**TASK GOAL:** Establish how many lines below contain the string "vanity". Respond with that number alone.

━━━━━━━━━━━━━━━━━━━━

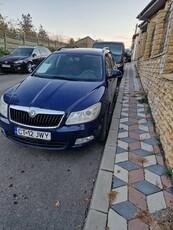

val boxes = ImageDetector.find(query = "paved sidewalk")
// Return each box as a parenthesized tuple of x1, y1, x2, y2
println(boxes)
(84, 63, 173, 230)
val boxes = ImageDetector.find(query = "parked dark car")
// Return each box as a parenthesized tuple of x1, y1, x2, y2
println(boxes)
(124, 49, 132, 62)
(0, 48, 121, 150)
(0, 46, 51, 73)
(92, 41, 125, 74)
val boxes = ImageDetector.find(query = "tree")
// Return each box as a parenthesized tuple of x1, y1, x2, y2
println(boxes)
(38, 24, 48, 40)
(18, 13, 36, 37)
(0, 14, 8, 32)
(67, 38, 77, 47)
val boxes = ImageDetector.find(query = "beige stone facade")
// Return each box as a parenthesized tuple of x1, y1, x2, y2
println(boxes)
(134, 0, 173, 167)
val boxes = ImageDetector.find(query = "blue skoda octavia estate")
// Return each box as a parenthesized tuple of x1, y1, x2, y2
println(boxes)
(0, 48, 121, 150)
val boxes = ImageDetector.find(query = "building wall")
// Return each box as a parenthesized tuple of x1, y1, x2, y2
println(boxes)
(136, 0, 173, 167)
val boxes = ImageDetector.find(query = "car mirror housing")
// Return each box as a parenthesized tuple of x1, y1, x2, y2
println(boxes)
(31, 64, 37, 72)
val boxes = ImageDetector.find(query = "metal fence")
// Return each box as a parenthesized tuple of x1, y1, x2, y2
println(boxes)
(0, 30, 66, 51)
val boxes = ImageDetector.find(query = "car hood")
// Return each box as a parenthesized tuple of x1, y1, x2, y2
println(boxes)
(8, 76, 104, 112)
(0, 55, 28, 62)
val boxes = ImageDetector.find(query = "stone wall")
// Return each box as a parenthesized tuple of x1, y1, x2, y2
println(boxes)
(136, 0, 173, 167)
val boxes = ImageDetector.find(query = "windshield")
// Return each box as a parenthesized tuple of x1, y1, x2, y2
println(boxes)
(93, 43, 123, 56)
(10, 47, 34, 56)
(33, 53, 103, 82)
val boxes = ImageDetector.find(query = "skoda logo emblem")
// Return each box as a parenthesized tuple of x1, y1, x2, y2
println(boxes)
(5, 61, 8, 64)
(28, 110, 36, 118)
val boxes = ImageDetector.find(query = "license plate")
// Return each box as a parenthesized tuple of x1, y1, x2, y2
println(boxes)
(14, 127, 51, 140)
(2, 64, 11, 68)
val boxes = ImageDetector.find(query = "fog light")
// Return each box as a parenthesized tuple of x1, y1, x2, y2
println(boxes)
(75, 135, 94, 145)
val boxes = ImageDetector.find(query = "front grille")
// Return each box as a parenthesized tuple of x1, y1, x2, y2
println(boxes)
(10, 108, 63, 128)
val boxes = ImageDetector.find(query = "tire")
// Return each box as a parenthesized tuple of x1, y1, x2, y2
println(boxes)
(97, 110, 110, 143)
(26, 62, 32, 73)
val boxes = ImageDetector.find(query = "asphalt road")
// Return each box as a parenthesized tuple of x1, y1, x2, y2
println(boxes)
(0, 73, 104, 230)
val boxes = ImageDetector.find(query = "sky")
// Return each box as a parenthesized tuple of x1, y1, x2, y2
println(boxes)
(0, 0, 151, 48)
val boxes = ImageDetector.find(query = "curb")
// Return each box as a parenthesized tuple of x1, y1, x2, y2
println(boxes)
(83, 77, 125, 230)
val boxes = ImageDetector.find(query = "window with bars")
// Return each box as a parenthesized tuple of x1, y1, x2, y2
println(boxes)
(159, 5, 171, 53)
(149, 26, 156, 57)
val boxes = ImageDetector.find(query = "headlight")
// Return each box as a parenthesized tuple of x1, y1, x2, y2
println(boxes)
(14, 60, 23, 64)
(66, 102, 101, 125)
(0, 95, 8, 118)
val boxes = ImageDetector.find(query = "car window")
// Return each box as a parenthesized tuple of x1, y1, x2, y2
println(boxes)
(93, 43, 124, 56)
(33, 53, 103, 82)
(33, 48, 41, 56)
(10, 47, 34, 56)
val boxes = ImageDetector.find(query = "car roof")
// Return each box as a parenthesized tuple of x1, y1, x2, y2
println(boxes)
(54, 48, 109, 56)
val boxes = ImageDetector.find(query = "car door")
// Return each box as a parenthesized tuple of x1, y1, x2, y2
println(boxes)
(32, 48, 42, 65)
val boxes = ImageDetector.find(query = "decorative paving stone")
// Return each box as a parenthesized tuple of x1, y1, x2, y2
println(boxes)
(122, 121, 136, 126)
(114, 165, 128, 183)
(120, 137, 138, 144)
(129, 169, 144, 183)
(129, 187, 147, 210)
(111, 201, 140, 221)
(134, 129, 147, 135)
(143, 138, 159, 146)
(128, 218, 149, 230)
(139, 125, 149, 132)
(115, 152, 128, 163)
(107, 208, 127, 230)
(133, 180, 161, 195)
(163, 190, 173, 209)
(116, 146, 127, 154)
(129, 141, 141, 151)
(132, 149, 150, 157)
(118, 132, 128, 138)
(146, 164, 165, 176)
(118, 140, 128, 151)
(117, 161, 140, 171)
(147, 191, 166, 213)
(112, 176, 126, 189)
(112, 186, 128, 204)
(141, 142, 153, 152)
(145, 169, 163, 189)
(166, 187, 173, 195)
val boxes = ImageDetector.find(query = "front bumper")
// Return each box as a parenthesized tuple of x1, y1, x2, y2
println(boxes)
(0, 63, 27, 73)
(0, 115, 103, 150)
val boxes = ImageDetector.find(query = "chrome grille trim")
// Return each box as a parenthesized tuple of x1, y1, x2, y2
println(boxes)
(9, 105, 65, 129)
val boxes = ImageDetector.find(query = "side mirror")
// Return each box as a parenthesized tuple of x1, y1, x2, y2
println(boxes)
(108, 69, 122, 78)
(32, 53, 37, 58)
(31, 64, 37, 72)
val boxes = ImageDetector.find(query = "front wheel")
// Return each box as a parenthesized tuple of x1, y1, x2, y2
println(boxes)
(26, 62, 32, 73)
(97, 111, 110, 143)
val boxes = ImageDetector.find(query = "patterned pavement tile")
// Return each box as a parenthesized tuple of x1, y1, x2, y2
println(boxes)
(134, 129, 148, 135)
(118, 131, 128, 138)
(156, 155, 164, 166)
(163, 190, 173, 209)
(139, 133, 151, 141)
(111, 201, 140, 221)
(117, 161, 140, 171)
(129, 125, 139, 131)
(120, 137, 138, 144)
(145, 169, 163, 189)
(112, 186, 128, 205)
(147, 191, 166, 213)
(119, 128, 127, 133)
(138, 125, 149, 132)
(137, 113, 146, 118)
(108, 209, 127, 230)
(120, 118, 128, 123)
(116, 146, 127, 154)
(129, 168, 144, 184)
(133, 180, 161, 195)
(112, 176, 126, 189)
(129, 131, 140, 140)
(115, 152, 128, 163)
(119, 123, 129, 131)
(138, 119, 148, 124)
(129, 141, 141, 151)
(146, 164, 165, 176)
(161, 175, 173, 190)
(129, 187, 147, 210)
(143, 138, 159, 146)
(131, 149, 151, 157)
(114, 165, 128, 183)
(143, 155, 157, 167)
(117, 140, 128, 151)
(141, 142, 153, 152)
(128, 218, 149, 230)
(123, 121, 136, 126)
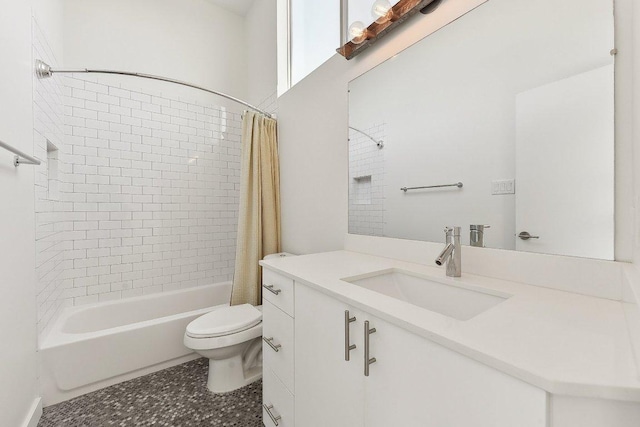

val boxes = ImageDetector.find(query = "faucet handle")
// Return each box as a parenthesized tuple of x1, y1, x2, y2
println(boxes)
(470, 224, 491, 231)
(444, 226, 461, 236)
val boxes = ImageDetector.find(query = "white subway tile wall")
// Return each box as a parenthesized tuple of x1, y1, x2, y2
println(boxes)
(35, 66, 244, 332)
(62, 74, 243, 300)
(348, 124, 385, 236)
(33, 18, 69, 334)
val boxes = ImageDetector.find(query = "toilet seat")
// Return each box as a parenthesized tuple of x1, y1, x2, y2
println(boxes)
(186, 304, 262, 338)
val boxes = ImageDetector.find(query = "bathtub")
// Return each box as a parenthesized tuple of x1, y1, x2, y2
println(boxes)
(40, 282, 232, 405)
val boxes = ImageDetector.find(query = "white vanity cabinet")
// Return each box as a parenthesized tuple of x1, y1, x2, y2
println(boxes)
(294, 283, 366, 427)
(294, 283, 547, 427)
(262, 269, 296, 427)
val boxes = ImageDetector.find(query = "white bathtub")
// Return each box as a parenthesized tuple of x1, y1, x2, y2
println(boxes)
(39, 282, 232, 405)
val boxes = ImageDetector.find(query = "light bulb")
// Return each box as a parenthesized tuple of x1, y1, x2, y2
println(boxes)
(348, 21, 368, 44)
(371, 0, 392, 24)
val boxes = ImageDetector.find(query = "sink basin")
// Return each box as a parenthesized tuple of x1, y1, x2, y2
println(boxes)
(342, 269, 510, 321)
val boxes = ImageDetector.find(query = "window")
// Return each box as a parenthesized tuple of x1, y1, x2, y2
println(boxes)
(278, 0, 341, 94)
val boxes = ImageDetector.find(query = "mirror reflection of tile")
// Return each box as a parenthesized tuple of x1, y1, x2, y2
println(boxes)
(349, 123, 385, 236)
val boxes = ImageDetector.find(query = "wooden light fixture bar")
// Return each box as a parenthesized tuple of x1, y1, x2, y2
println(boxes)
(337, 0, 443, 60)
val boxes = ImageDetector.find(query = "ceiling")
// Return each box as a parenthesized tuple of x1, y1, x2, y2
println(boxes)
(204, 0, 256, 16)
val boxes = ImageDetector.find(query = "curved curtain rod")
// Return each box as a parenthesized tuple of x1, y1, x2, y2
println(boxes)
(348, 126, 384, 148)
(35, 60, 273, 119)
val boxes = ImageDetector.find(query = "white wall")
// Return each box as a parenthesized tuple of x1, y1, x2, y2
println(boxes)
(277, 0, 487, 255)
(33, 0, 64, 59)
(0, 2, 39, 424)
(0, 0, 63, 425)
(246, 0, 278, 110)
(631, 1, 640, 266)
(63, 0, 248, 104)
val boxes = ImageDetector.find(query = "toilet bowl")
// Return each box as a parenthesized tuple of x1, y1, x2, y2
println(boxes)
(184, 252, 296, 393)
(184, 303, 263, 393)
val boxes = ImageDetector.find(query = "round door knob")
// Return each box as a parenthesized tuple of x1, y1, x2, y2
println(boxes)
(518, 231, 540, 240)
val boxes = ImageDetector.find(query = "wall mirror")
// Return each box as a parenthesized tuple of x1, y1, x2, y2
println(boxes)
(348, 0, 615, 260)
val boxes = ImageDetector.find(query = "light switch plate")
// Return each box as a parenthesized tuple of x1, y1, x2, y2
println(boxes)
(492, 179, 515, 195)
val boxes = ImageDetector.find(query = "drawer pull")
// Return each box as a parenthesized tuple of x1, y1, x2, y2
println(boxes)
(263, 284, 282, 295)
(263, 403, 282, 426)
(263, 336, 282, 352)
(364, 320, 377, 377)
(344, 310, 356, 361)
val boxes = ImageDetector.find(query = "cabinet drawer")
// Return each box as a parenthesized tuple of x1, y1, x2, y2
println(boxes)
(263, 367, 294, 427)
(263, 269, 294, 317)
(263, 300, 294, 393)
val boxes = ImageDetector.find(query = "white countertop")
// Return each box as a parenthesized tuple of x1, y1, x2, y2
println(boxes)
(260, 250, 640, 402)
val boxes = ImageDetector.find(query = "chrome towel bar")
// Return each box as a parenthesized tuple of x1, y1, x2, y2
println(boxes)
(0, 139, 41, 167)
(401, 182, 463, 192)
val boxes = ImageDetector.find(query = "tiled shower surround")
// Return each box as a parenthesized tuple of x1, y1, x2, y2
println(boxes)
(348, 124, 385, 236)
(36, 72, 244, 333)
(33, 19, 67, 333)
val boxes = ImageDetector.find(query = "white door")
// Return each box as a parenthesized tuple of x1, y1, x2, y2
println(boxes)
(515, 64, 614, 259)
(294, 284, 365, 427)
(363, 313, 547, 427)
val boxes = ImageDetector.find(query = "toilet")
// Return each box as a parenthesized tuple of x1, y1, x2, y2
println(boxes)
(184, 304, 263, 393)
(184, 252, 295, 393)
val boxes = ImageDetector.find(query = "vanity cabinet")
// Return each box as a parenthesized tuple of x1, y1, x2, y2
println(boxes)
(262, 270, 296, 427)
(294, 283, 547, 427)
(294, 285, 366, 427)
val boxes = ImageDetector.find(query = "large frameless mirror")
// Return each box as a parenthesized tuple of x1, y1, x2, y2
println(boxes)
(348, 0, 615, 260)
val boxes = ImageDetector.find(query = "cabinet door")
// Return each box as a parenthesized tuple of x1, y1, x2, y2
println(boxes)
(295, 284, 365, 427)
(363, 314, 547, 427)
(263, 367, 294, 427)
(263, 300, 295, 393)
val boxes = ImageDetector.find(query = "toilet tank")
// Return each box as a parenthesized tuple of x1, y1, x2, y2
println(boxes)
(263, 252, 296, 260)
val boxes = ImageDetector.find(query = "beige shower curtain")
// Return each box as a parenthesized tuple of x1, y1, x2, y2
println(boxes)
(230, 111, 281, 306)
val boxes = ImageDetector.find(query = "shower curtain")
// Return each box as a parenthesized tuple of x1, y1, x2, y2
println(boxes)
(230, 111, 281, 306)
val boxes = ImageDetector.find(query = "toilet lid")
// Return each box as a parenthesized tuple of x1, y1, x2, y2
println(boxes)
(186, 304, 262, 338)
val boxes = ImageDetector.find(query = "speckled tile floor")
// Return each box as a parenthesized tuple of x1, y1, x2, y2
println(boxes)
(38, 358, 263, 427)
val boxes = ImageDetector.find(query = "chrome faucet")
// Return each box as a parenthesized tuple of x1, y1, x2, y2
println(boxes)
(435, 226, 461, 277)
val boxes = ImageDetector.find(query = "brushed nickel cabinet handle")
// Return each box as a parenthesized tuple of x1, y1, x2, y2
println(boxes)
(263, 336, 282, 352)
(263, 284, 282, 295)
(345, 310, 356, 361)
(263, 403, 282, 426)
(364, 320, 377, 376)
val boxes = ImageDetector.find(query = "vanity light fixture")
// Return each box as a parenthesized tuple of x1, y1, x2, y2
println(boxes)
(338, 0, 443, 60)
(371, 0, 398, 24)
(348, 21, 373, 45)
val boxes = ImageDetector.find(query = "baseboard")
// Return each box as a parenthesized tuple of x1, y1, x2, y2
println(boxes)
(22, 397, 42, 427)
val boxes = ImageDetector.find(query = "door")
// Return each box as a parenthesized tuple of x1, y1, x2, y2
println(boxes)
(294, 284, 364, 427)
(515, 64, 614, 259)
(363, 313, 547, 427)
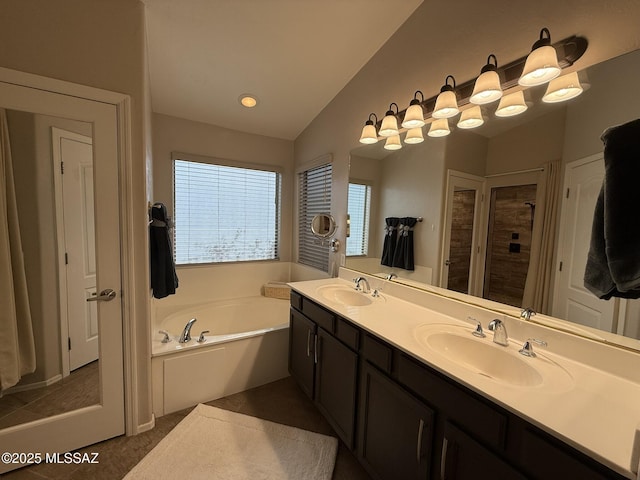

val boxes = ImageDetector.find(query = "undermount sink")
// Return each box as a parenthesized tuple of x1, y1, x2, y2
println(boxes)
(414, 324, 573, 390)
(317, 285, 373, 306)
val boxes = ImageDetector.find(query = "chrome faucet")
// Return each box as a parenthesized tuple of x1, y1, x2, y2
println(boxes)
(488, 319, 508, 346)
(520, 307, 536, 321)
(353, 277, 371, 294)
(178, 318, 198, 343)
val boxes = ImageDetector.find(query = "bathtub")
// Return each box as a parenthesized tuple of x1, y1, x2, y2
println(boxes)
(151, 296, 290, 416)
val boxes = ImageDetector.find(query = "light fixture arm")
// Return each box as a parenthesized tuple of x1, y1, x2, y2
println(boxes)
(482, 54, 498, 73)
(409, 90, 424, 106)
(366, 113, 378, 125)
(385, 102, 400, 116)
(441, 75, 456, 92)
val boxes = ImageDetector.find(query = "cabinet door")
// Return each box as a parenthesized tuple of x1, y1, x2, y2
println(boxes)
(288, 308, 316, 398)
(315, 327, 359, 449)
(358, 362, 434, 480)
(441, 422, 526, 480)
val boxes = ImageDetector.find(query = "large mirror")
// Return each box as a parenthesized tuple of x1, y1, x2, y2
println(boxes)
(0, 109, 99, 429)
(347, 48, 640, 351)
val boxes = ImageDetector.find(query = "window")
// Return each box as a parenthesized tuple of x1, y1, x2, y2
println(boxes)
(298, 162, 332, 271)
(346, 182, 371, 256)
(173, 157, 281, 265)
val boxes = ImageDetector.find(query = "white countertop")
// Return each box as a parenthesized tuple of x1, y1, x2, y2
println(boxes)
(289, 275, 640, 479)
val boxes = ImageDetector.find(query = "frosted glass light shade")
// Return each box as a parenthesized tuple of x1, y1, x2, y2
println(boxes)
(427, 118, 450, 137)
(379, 114, 399, 137)
(384, 135, 402, 150)
(518, 45, 561, 86)
(542, 71, 583, 103)
(359, 123, 378, 144)
(404, 127, 424, 144)
(432, 90, 459, 119)
(470, 70, 503, 105)
(457, 106, 484, 129)
(495, 91, 528, 117)
(402, 104, 425, 129)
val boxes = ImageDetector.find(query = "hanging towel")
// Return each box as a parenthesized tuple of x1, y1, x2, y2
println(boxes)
(381, 217, 400, 267)
(150, 203, 178, 299)
(392, 217, 418, 271)
(584, 118, 640, 299)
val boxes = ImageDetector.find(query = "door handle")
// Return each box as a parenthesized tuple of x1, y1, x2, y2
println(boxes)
(87, 289, 117, 302)
(444, 259, 451, 266)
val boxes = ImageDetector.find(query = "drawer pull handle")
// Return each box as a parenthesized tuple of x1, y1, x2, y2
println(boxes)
(306, 330, 312, 357)
(314, 334, 319, 364)
(440, 437, 449, 480)
(416, 418, 425, 462)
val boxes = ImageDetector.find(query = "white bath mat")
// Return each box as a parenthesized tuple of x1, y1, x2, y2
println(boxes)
(124, 403, 338, 480)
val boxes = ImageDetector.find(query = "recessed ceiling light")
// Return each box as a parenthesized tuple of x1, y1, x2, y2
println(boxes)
(239, 94, 258, 108)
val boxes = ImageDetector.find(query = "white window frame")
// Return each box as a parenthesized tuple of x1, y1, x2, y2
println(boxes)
(172, 152, 282, 266)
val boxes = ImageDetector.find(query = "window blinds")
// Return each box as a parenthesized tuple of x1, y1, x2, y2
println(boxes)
(298, 163, 332, 271)
(174, 159, 280, 264)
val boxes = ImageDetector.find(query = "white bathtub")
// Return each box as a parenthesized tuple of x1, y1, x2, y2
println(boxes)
(153, 296, 289, 355)
(151, 296, 290, 416)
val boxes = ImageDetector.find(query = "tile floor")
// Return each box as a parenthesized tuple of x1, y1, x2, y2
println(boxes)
(2, 377, 372, 480)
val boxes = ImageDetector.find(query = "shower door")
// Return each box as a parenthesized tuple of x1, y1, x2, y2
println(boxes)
(0, 77, 124, 472)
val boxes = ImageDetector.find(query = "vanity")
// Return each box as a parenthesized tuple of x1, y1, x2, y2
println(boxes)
(288, 270, 640, 480)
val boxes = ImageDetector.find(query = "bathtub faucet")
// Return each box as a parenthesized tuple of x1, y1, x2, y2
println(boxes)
(178, 318, 198, 343)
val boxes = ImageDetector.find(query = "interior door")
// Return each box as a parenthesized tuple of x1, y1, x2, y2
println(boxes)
(52, 128, 99, 372)
(440, 171, 484, 295)
(552, 155, 617, 332)
(0, 79, 124, 472)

━━━━━━━━━━━━━━━━━━━━

**EXERCISE RESULT:** 4